Excerpts from a pointing dataset:
• • • • •
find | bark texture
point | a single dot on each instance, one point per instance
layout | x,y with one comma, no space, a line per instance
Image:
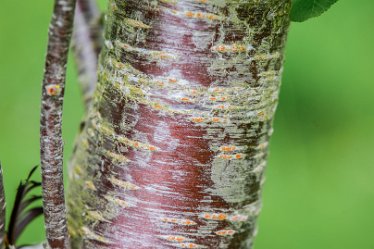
87,39
51,144
2,209
174,148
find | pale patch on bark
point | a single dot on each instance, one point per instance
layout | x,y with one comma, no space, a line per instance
179,126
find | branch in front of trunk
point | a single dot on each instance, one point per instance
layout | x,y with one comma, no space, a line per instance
51,144
2,208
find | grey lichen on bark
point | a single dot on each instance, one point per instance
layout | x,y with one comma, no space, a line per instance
51,144
87,43
174,148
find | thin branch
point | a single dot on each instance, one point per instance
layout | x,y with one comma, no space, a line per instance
87,45
51,144
2,208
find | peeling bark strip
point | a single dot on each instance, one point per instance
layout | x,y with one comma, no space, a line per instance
51,144
173,151
2,208
87,45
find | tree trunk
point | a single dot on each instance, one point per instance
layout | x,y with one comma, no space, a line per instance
174,147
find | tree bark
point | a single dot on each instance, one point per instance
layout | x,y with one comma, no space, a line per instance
51,144
87,43
2,209
174,148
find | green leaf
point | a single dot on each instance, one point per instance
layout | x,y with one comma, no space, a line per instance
304,9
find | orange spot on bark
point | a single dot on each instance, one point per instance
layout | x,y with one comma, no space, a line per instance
198,119
211,17
214,216
199,15
53,90
224,156
238,156
218,90
239,217
228,148
152,148
157,106
189,14
216,120
221,48
207,216
225,232
173,80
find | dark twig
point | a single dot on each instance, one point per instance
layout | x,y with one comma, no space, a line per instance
21,214
51,144
2,208
87,40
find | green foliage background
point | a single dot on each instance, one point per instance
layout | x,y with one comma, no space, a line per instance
319,191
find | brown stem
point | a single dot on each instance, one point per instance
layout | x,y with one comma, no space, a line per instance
2,208
87,45
51,144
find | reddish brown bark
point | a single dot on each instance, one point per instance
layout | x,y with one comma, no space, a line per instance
173,151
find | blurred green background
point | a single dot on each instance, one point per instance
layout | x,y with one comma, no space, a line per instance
319,191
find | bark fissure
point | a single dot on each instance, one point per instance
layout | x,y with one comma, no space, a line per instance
51,144
174,147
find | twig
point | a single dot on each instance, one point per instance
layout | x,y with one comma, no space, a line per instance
87,45
2,208
51,144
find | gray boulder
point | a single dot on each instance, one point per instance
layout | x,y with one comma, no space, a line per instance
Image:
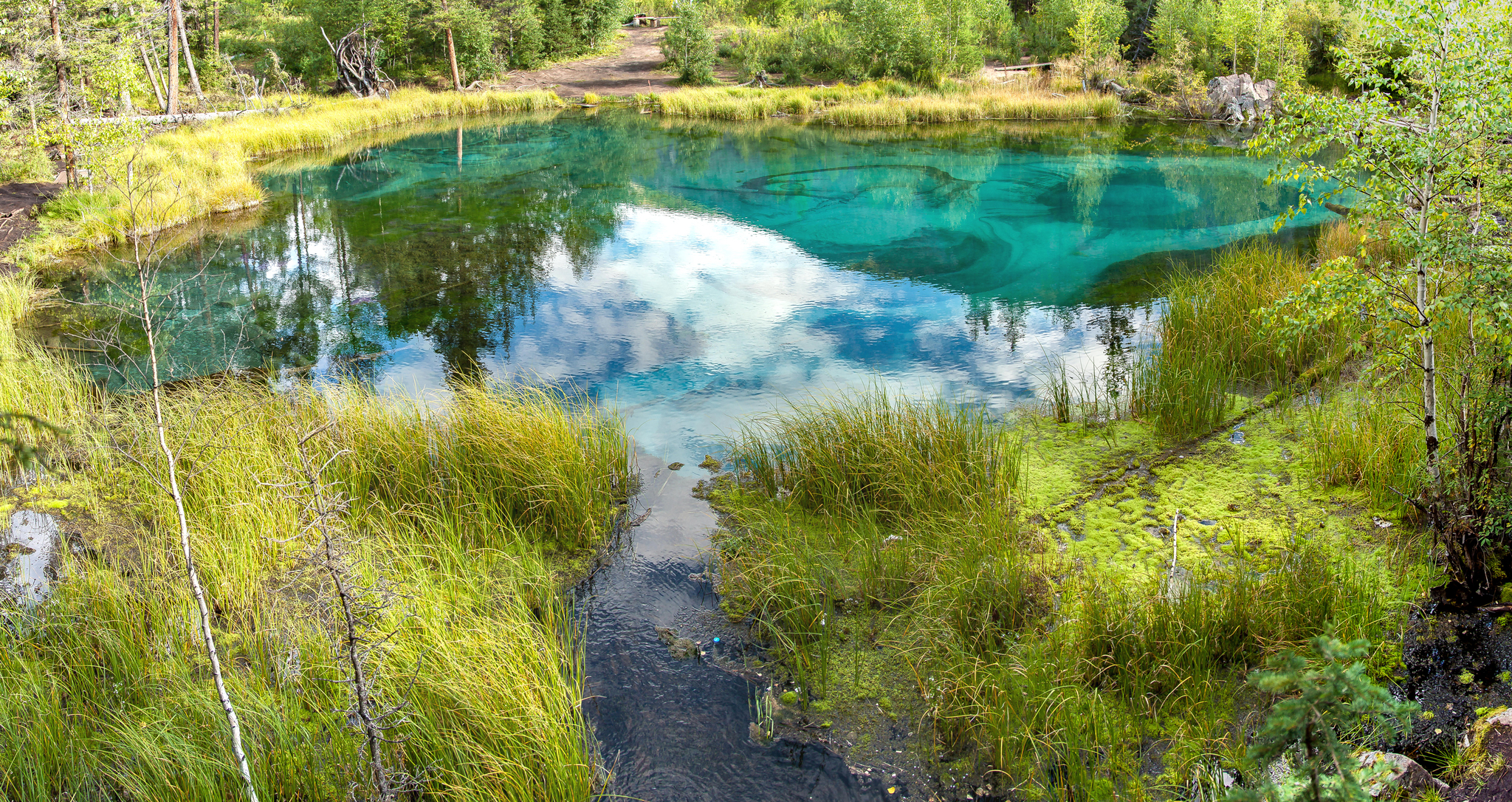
• • • • •
• [PROBLEM] Copy out all of the items above line for line, without changing a thing. Leave the pictures out of your answer.

• [COMPLETE ANSWER]
find | bark texture
point | a single dot on each instance, one point per instance
layout | x,y with one comma, no space, a line per instance
Image:
87,39
51,144
2,209
174,148
find | pale patch on bark
point | a single dot on each instance, one point per instance
layout | x,y with one comma, no space, a line per instance
179,126
find | branch in front of trunk
point | a single dot on each instance, one point per instance
layout | x,y with one comma, no space, a line per instance
51,144
2,208
find | grey lichen on bark
point | a single dot on each instance, one point per instance
layout | x,y with one comma, no space, a line per instance
51,144
87,43
174,148
find | thin branch
point | a single dot on each instance, one point per instance
layout | x,y with one comma, no space, a line per instance
87,45
51,144
2,208
find | peeling bark strip
point | a single dot on each instance, one point per instance
layout | x,y with one comma, no space, a line per instance
51,144
173,151
2,208
87,45
find | tree trunk
point | a single dot on each instance, one point per instance
layout | x,y with one comma, no space, a line per instance
174,147
find | tree bark
point | a single dot on each instance, one point per instance
layout | x,y with one comma, no space, a line per instance
51,144
87,43
2,209
174,148
find | green leaf
point | a single dot on each instance, one point per instance
layout | x,y with one comma, no space, a line per instance
304,9
find | orange spot on bark
point | a single dot on each instance, one point per instance
layout | x,y with one comma, no space, a line per instance
198,119
211,17
214,216
199,15
53,90
224,156
238,156
218,90
239,217
228,148
152,148
157,106
189,14
216,120
221,48
207,216
225,232
173,80
find | dark twig
point | a single dot on each instance, one point per instance
layout | x,y with one comma, no space, a line per instance
21,214
51,144
2,208
87,40
find | green foliage background
point | a single dot on each instance, one point per instance
layout | x,y with one comma, no space, a line per instance
319,191
find | brown stem
point | a single dot on each instance, one point per instance
layout | x,y with one comma, no space, a line per instance
2,208
87,45
51,144
find | reddish brown bark
point | a single dot on each instance, one point per instance
layout | x,y with one comma, no space, a line per instance
173,151
find | blurred green background
point | a single dot on each instance, one point per instance
layout | x,y with one comma, no space, a line per instance
319,191
find | bark fissure
point | a single dot on each instance, one point per instance
layout | x,y with one comma, no space, a line per instance
51,144
174,147
find | twig
point | a single dot on each instance, one point per instance
layout | x,y with one comma, no space, a line per instance
87,45
2,208
51,144
find | gray boulder
point | a single dot on each instance, one point per instance
layout | x,y with one comma, no space, a line per instance
Image:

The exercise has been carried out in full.